[Start of Material for this task]

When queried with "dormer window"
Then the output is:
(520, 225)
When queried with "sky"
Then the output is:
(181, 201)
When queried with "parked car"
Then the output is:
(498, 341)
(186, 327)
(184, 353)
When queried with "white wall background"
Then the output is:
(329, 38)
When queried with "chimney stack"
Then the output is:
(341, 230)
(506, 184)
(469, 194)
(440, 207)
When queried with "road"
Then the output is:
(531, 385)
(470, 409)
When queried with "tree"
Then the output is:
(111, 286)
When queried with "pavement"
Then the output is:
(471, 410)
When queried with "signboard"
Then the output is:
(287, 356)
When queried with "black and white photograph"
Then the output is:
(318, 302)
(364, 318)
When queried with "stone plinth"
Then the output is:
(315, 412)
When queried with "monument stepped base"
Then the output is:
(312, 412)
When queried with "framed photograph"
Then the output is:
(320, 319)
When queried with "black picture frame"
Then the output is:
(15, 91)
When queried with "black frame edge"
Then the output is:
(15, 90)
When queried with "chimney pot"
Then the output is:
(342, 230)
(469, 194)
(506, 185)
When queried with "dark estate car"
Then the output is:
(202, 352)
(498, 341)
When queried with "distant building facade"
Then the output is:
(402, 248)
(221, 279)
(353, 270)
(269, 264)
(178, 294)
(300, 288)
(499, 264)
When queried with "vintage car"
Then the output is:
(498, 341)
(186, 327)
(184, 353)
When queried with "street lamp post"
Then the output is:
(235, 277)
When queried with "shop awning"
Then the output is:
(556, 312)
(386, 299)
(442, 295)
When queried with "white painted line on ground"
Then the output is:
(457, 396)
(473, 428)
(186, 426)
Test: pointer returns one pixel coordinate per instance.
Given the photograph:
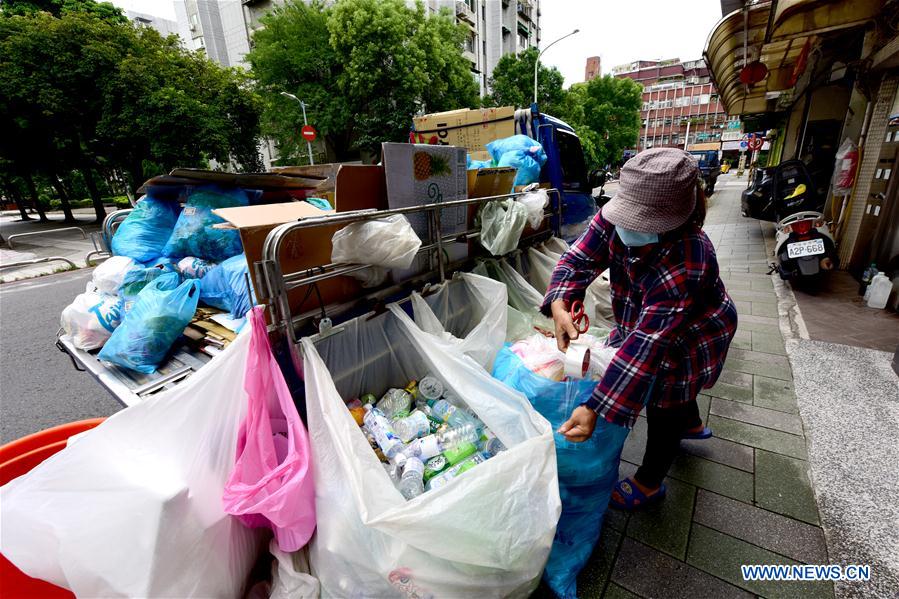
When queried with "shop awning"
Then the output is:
(780, 34)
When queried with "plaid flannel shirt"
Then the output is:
(674, 319)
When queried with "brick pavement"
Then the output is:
(742, 497)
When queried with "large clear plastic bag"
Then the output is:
(388, 242)
(145, 231)
(535, 202)
(502, 222)
(485, 534)
(587, 470)
(466, 314)
(195, 233)
(133, 508)
(155, 321)
(108, 277)
(91, 319)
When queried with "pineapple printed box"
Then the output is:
(424, 174)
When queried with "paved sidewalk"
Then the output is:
(65, 244)
(743, 497)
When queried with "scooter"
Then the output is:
(804, 246)
(598, 178)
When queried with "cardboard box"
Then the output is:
(469, 129)
(419, 174)
(486, 182)
(356, 187)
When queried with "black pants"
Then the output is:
(665, 427)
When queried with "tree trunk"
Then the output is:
(95, 193)
(137, 175)
(35, 199)
(16, 196)
(63, 198)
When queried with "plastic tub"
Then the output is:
(17, 458)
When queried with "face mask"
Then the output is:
(635, 238)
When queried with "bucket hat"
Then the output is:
(656, 191)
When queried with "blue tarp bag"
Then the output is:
(522, 153)
(225, 287)
(144, 233)
(587, 471)
(194, 234)
(154, 323)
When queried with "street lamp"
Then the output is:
(303, 106)
(537, 62)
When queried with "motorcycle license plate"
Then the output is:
(800, 249)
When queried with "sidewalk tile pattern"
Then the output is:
(742, 497)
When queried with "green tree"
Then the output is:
(512, 83)
(364, 68)
(166, 107)
(610, 109)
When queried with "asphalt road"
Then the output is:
(39, 388)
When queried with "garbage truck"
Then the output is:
(565, 168)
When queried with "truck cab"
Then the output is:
(565, 168)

[End of Material for this task]

Locate every line in the entries above that contains the word "pavement", matching case exactly, and copy each of those lines.

When queried with "pavement"
When queried with "brick pavement"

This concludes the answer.